▶ **Written request 1**:
Using the crappie passage below, answer each question:
(a) Around what time of year do crappie start heading for shallow waters to spawn?
(b) What are the date and hours of the "Crappie Fishing for Beginners" program?
(c) Which of Missouri's two crappie types tends to be more abundant in most areas?

Trout and black bass may get much of the fishing publicity in Missouri, but angler surveys show crappie are among the most sought-after sportfish in the state.
To say many Ozarks anglers are starting to think about crappie fishing would be a false statement: Most never stop thinking about it.
However, it’s getting ever closer to the spring crappie spawn – a fishing event that’s as special to many anglers as any other outdoors happening in the state. When crappie start to head for shallow waters to spawn somewhere around early April, many anglers begin to head for the coves of area lakes. Trout and black bass may get much of the fishing publicity in Missouri, but angler surveys show crappie are among the most sought-after sportfish in the state. Part of the reason for crappie’s appeal is their eagerness to take a lure. They’re also great table fare.
People can learn more about crappie at the free Missouri Department of Conservation (MDC) program “Crappie Fishing for Beginners” on March 13 at the Springfield Conservation Nature Center. The program will be 6:30 p.m.-8 p.m.
Missouri is home to two types of crappie; white crappie (Pomoxis annularis) and black crappie (Pomoxis nigromaculatus). Both can be found in reservoirs throughout the state, but white crappie tend to be more abundant in most areas.

▶ **Data provided**:
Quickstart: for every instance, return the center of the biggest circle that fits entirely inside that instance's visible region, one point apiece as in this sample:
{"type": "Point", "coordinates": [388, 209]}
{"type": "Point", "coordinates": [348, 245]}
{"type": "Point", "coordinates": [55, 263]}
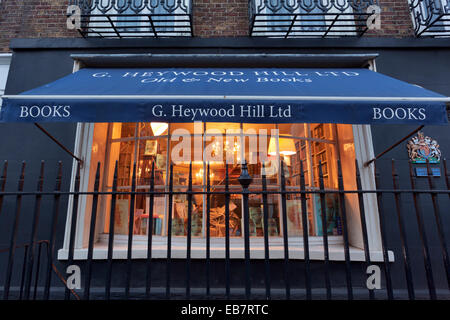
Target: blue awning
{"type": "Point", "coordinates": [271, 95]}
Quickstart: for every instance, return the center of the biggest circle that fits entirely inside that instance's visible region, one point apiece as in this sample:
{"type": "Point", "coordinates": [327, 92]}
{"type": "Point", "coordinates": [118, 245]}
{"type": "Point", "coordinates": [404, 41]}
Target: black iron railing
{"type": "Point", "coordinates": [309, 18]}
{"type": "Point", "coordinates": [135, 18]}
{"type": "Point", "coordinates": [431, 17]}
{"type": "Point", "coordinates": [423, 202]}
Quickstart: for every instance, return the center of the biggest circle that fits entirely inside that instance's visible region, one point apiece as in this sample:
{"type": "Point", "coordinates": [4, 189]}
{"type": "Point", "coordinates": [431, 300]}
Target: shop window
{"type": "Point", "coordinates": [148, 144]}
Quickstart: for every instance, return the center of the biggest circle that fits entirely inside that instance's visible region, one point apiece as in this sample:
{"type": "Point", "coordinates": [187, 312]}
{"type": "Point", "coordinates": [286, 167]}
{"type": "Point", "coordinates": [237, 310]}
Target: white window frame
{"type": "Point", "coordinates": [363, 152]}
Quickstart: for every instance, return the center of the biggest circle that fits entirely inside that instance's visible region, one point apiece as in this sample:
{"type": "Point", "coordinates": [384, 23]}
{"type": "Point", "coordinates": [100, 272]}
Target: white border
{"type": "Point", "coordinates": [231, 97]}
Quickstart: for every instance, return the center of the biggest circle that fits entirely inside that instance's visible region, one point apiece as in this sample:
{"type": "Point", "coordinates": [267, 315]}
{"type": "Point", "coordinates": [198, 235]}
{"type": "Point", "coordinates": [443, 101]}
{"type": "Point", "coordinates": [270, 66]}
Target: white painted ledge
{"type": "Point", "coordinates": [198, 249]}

==

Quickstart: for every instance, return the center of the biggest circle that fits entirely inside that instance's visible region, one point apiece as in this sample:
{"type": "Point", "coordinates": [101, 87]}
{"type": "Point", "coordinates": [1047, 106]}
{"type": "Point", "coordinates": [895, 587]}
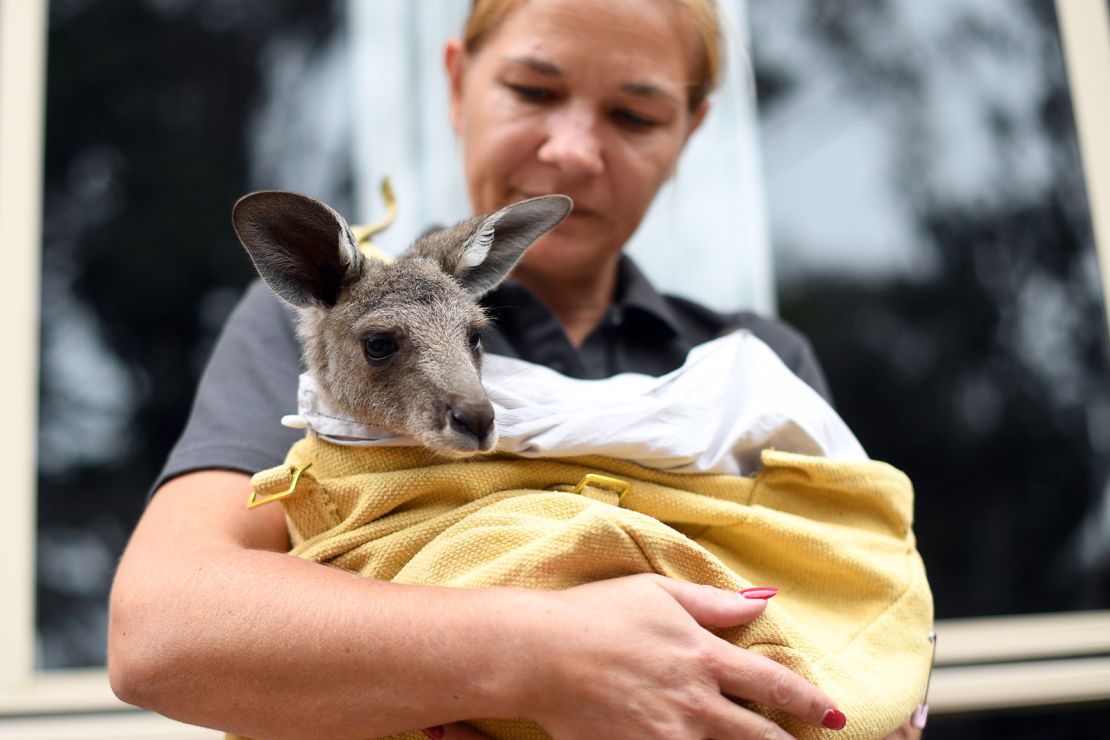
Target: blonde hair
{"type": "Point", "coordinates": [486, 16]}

---

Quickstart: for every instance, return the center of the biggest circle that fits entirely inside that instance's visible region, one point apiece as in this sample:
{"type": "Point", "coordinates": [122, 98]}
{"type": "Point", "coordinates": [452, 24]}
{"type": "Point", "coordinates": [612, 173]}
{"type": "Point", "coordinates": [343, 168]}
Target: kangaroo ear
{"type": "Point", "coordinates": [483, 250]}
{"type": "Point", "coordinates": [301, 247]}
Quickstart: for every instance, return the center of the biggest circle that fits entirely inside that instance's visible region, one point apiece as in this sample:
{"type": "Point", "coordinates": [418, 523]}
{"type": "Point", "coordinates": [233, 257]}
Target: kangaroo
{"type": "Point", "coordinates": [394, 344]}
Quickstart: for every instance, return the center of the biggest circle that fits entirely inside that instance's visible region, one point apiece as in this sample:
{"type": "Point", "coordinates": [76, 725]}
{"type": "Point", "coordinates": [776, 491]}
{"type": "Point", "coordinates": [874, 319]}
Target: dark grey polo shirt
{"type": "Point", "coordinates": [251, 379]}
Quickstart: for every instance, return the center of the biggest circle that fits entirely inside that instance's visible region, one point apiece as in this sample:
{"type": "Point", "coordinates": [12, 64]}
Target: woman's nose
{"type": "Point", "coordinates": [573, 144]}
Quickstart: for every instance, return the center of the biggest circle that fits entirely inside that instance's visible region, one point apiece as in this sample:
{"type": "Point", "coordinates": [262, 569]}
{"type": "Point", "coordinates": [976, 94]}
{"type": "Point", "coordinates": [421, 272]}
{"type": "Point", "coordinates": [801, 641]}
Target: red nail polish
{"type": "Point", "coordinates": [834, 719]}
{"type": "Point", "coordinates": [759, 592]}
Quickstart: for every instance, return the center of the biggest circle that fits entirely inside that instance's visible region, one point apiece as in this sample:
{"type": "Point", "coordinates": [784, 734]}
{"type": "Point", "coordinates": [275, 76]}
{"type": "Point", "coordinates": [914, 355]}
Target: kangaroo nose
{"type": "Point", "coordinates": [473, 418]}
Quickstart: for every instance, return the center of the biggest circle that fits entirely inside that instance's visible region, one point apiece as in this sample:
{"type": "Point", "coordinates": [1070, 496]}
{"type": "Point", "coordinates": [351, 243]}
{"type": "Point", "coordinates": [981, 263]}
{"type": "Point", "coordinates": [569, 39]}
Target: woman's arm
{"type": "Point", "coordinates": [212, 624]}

▶ **Written request 2**: Gather each line of the records that contains the word "window".

▶ **Answer 1**:
(a) Around early April.
(b) March 13, from 6:30 p.m. to 8 p.m.
(c) White crappie.

▶ **Answer 2**:
Target: shop window
Target: white window frame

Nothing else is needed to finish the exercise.